## PASSAGE TO READ
=== Section Start ===

Our project is both ethnographic in the sense that we immerse ourselves in the social worlds of those we study, but it is also 'ethnomethodological' in the way we approach the analysis of our data. In a sense then our method of study could be described as 'ethno, ethno'.  This approach, emphasised by the Lancaster school in the U.K., and the work of Lucy Suchman and colleagues at Xerox Parc, and Richard Harper and Graham Button in Europe, was developed substantially by Garfinkel, Lynch and Livingstone. It is predicated on what Harold Garfinkel termed the ‘missing what’ of most sociological enquiry into work. Indeed, as Garfinkel explains, to carry out an ethnomethodological study is to:

"...treat practical activities, practical circumstances, and practical .. reasoning as topics of empirical study, and by paying to the most commonplace activities of daily life the attention usually accorded extraordinary events, seeks to learn about them as phenomena in their own right."
 
Harold Garfinkel (1967) Studies in Ethnomethodology. New Jersey: Prentice Hall.


So for instance, the sociology of work, much though it might have contributed to our understanding of broad socio-political and economic changes in society, actually tells us little about the nature of work itself - the nature of work as moment-by-moment ‘lived experience’.

=== Section End ===

(Recorded data)
=== Section Start ===

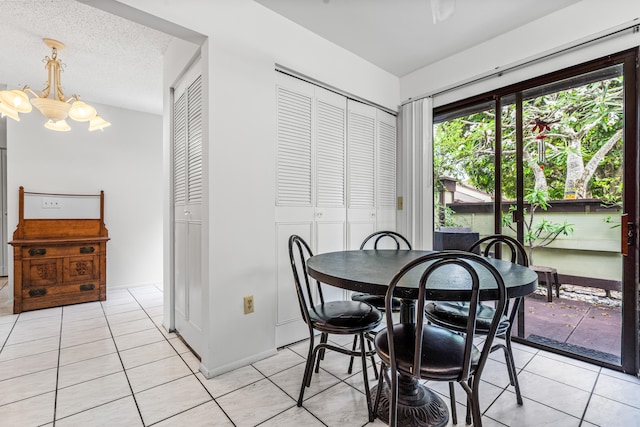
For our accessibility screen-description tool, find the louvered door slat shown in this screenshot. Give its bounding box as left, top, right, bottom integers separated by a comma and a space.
173, 93, 187, 204
316, 100, 345, 207
276, 87, 312, 206
187, 76, 202, 203
349, 112, 375, 208
377, 122, 396, 208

=== Section End ===

Write out the passage on ethnomethodology again, beginning at the words "Harold Garfinkel (1967)" and stopping after "moment-by-moment ‘lived experience’.", and swap "sociology" for "anthropology" throughout. These entries were drawn from a separate source, not from the passage on ethnomethodology.

## RESPONSE
Harold Garfinkel (1967) Studies in Ethnomethodology. New Jersey: Prentice Hall.


So for instance, the anthropology of work, much though it might have contributed to our understanding of broad socio-political and economic changes in society, actually tells us little about the nature of work itself - the nature of work as moment-by-moment ‘lived experience’.